Consigne: Présentez tous les enregistrements ci-dessous sous forme de tableau Markdown à deux colonnes, « N° » pour le numéro de ligne et « Texte » pour la ligne elle-même. Laissez de côté les lignes vides.

☆ ☆ ☆

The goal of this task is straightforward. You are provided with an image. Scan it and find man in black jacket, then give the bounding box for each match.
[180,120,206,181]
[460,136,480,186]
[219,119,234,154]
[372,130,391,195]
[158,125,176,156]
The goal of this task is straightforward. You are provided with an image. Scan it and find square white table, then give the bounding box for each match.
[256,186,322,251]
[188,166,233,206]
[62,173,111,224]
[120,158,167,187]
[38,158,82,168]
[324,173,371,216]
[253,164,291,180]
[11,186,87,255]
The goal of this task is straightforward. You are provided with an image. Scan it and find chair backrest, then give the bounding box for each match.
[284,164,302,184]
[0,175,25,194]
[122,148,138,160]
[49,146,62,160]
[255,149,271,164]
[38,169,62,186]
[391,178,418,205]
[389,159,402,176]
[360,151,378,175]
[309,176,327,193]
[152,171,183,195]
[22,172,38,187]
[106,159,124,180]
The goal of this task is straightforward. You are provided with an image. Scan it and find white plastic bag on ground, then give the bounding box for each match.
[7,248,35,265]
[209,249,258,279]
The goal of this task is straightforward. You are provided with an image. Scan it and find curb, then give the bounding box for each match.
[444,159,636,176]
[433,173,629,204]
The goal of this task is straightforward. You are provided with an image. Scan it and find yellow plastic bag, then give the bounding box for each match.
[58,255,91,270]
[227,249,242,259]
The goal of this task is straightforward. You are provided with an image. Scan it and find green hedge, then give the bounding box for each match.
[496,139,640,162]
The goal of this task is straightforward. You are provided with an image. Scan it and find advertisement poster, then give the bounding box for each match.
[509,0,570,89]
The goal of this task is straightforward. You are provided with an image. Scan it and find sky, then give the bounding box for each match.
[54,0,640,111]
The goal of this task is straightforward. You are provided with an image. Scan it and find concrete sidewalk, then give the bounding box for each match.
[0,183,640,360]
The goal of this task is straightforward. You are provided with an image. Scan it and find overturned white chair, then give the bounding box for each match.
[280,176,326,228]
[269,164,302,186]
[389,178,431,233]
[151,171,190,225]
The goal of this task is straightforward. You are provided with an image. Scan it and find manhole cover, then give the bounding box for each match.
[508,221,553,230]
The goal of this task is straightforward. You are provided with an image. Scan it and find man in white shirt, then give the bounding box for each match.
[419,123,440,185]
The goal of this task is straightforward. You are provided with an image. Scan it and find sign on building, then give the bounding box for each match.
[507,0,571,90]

☆ ☆ ☆

Résultat:
| N° | Texte |
|---|---|
| 1 | The goal of this task is straightforward. You are provided with an image. Scan it and find man in black jacket, then give the bounding box for each match. |
| 2 | [180,120,206,181] |
| 3 | [460,136,480,186] |
| 4 | [219,119,234,154] |
| 5 | [372,130,391,195] |
| 6 | [158,125,176,156] |
| 7 | The goal of this task is straightforward. You are provided with an image. Scan it and find square white table, then give the bounding box for each match. |
| 8 | [256,186,322,251] |
| 9 | [188,166,233,206] |
| 10 | [62,173,111,224] |
| 11 | [120,158,167,187] |
| 12 | [38,158,82,168] |
| 13 | [324,173,371,216] |
| 14 | [253,164,291,180] |
| 15 | [11,186,87,255] |
| 16 | The goal of this task is straightforward. You are provided with an image. Scan it and find chair backrest, then give the bounding box for each match. |
| 17 | [284,164,302,184] |
| 18 | [0,175,25,194] |
| 19 | [122,148,138,160] |
| 20 | [49,146,62,160] |
| 21 | [255,149,271,164] |
| 22 | [38,169,62,186] |
| 23 | [391,178,418,205] |
| 24 | [389,159,402,176] |
| 25 | [360,151,378,175] |
| 26 | [309,176,327,193] |
| 27 | [152,171,183,195] |
| 28 | [22,172,38,187] |
| 29 | [106,159,124,180] |
| 30 | The goal of this task is straightforward. You are provided with an image. Scan it and find white plastic bag on ground, then give the bounding box for each match. |
| 31 | [7,248,35,265] |
| 32 | [209,249,258,279] |
| 33 | The goal of this task is straightforward. You are provided with an image. Scan it and find curb, then give the bounding box for each match. |
| 34 | [444,159,636,176] |
| 35 | [433,173,629,204] |
| 36 | The goal of this task is straightforward. You are provided with an image. Scan it and find yellow plastic bag, then give the bounding box for each match. |
| 37 | [58,255,91,270] |
| 38 | [227,249,242,259] |
| 39 | The goal of this task is straightforward. You are provided with an image. Scan it and find green hedge, then give the bounding box for each match. |
| 40 | [496,139,640,162] |
| 41 | The goal of this task is straightforward. You are provided with an image. Scan it and find advertisement poster, then give the bounding box for each match. |
| 42 | [509,0,570,89] |
| 43 | The goal of this task is straightforward. You are provided with an image. Scan it and find sky, then give the bounding box for each match. |
| 44 | [54,0,640,111] |
| 45 | The goal of this task is straightforward. You are provided with an image. Scan it and find concrete sidewalk, then give the bounding box for each match. |
| 46 | [0,183,640,360] |
| 47 | The goal of this task is straightforward. You are provided with an image. Scan it and find overturned white chair, then give the bounding box for each match. |
| 48 | [280,176,326,228] |
| 49 | [269,164,302,186] |
| 50 | [389,178,431,233] |
| 51 | [151,171,190,225] |
| 52 | The goal of this task is straightforward. You are provided with an image. Scan it and find manhole cover, then give the bounding box for each match. |
| 53 | [508,221,553,230] |
| 54 | The goal of this task is straightforward. You are provided with an image. Scan it and find man in white shirt, then give the bounding box for each match. |
| 55 | [419,123,440,185] |
| 56 | The goal of this task is straightforward. You are provided with an image. Scan it and find sign on building, then give the bounding box for each match. |
| 57 | [507,0,571,90] |